**EXCERPTED RECORDS**
•••••

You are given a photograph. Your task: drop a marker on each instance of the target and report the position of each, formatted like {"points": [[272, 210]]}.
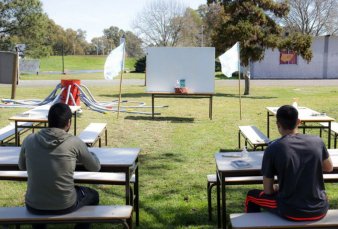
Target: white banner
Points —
{"points": [[230, 60], [115, 62]]}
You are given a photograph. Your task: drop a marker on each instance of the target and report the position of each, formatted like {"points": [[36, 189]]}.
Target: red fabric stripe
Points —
{"points": [[305, 219]]}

•••••

**REQUEST**
Turn every line of the rows above into a JSON list of strings, one string per line, skipping blank lines and leaving out the pictures.

**THE RESULT**
[
  "You are given a photograph. Your task: drop a marker on each instance of the target and report the position of each, formatted like {\"points\": [[272, 210]]}.",
  "Target: white banner",
  "Points —",
  "{\"points\": [[230, 60], [115, 62]]}",
  "You are given a photograph. Your task: drop a marker on each instance of the target and report the position of each, formatted like {\"points\": [[36, 189]]}.",
  "Target: red fabric stripe",
  "Points —",
  "{\"points\": [[305, 219]]}"
]